=== Task objective ===
Reproduce each of the following lines word for word, in the order given.

=== Excerpted data ===
--- start ---

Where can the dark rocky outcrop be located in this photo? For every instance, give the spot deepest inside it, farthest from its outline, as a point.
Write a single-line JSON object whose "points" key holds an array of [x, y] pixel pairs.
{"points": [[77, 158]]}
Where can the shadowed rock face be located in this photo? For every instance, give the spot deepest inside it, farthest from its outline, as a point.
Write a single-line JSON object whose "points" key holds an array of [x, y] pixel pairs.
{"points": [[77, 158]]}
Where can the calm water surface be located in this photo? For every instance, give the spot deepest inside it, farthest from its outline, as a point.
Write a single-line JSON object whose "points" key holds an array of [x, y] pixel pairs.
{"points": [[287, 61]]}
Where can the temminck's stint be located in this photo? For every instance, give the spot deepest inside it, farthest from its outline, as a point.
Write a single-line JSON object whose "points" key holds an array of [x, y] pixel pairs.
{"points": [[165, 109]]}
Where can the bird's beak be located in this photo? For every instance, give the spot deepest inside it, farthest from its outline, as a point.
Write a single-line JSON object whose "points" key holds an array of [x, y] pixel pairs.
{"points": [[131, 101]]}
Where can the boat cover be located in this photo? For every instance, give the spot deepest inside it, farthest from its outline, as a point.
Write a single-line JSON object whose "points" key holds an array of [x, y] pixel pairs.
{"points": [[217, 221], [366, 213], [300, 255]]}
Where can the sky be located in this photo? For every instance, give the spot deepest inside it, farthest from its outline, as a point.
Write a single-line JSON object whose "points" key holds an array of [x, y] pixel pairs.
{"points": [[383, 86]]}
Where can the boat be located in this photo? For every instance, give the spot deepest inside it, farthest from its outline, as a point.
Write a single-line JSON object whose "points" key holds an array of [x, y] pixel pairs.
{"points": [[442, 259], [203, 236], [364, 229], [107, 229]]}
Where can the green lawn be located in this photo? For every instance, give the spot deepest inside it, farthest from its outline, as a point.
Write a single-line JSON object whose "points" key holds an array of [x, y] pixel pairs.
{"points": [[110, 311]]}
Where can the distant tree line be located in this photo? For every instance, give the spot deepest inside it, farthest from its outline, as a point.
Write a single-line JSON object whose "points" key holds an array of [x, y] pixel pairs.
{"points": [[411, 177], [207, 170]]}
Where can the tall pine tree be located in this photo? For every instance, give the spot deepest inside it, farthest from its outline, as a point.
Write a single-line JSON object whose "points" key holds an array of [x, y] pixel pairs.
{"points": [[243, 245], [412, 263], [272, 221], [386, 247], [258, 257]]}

--- end ---

=== Task answer ===
Where can the dark rocky outcrop be located in this photo? For every instance, give the spot deepest inside it, farthest from its outline, as a point.
Write a single-line JSON object whose "points" key holds an array of [x, y] pixel pairs.
{"points": [[77, 158]]}
Where can the shadowed rock face be located in this photo? For every instance, give the spot deepest inside it, farthest from its outline, as a point.
Write a single-line JSON object whose "points" key holds an array of [x, y] pixel pairs.
{"points": [[77, 158]]}
Where can the calm water surface be located in this photo? For every instance, give the spot deepest inside it, farthest from its outline, as a point.
Write a single-line JSON object whose "points" key holds an array of [x, y] pixel pairs.
{"points": [[287, 61]]}
Where can the temminck's stint be located in this photo? For every instance, give the spot deepest inside it, farthest from its outline, as a point.
Write a single-line JSON object whose "points" key holds an array of [x, y] pixel pairs.
{"points": [[165, 109]]}
Where can the bird's beak be located in this photo? For every instance, give the spot deepest inside it, farthest from its outline, as a point.
Write a single-line JSON object whose "points" key holds an array of [x, y] pixel pairs.
{"points": [[131, 101]]}
Where can the boat cover be located in this photo? For every instance, give the spot deepest inside it, farthest from its outline, as a point.
Write a single-line JSON object whose "points" key holds an array of [x, y] pixel pairs.
{"points": [[217, 221], [366, 213], [300, 255]]}
Where can the sky be located in this photo? For every instance, give the spot deepest inside it, farthest from its outline, as a point.
Write a single-line JSON object whose "points" key holds an array of [x, y] pixel pairs.
{"points": [[383, 86]]}
Where can the boat be located in this photo? For every instance, give the spot deepest inside it, farthest from its outline, as a point.
Write a single-line JSON object whose "points" key holds an array of [x, y] pixel pairs.
{"points": [[442, 259], [203, 236], [364, 229], [107, 229]]}
Where can the green lawn be located in this photo? For every instance, give the spot deepest inside it, farthest from its outline, as a point.
Write a single-line JSON object whose "points" key holds an array of [x, y] pixel pairs.
{"points": [[110, 311]]}
Where can the distant tree line be located in this photo? For every instance, give the spot deepest inside it, farthest from its outline, as a point.
Write a single-line JSON object whose "points" key holds an array of [x, y] pixel pairs.
{"points": [[411, 177], [207, 170]]}
Where can the tall pine tree be located in this photo? For every instance, give the spot deepest inside it, farthest from its outline, as a point.
Write a single-line JSON object whose "points" key holds an array of [x, y] pixel pairs.
{"points": [[243, 245], [412, 263], [272, 221], [386, 247], [258, 257]]}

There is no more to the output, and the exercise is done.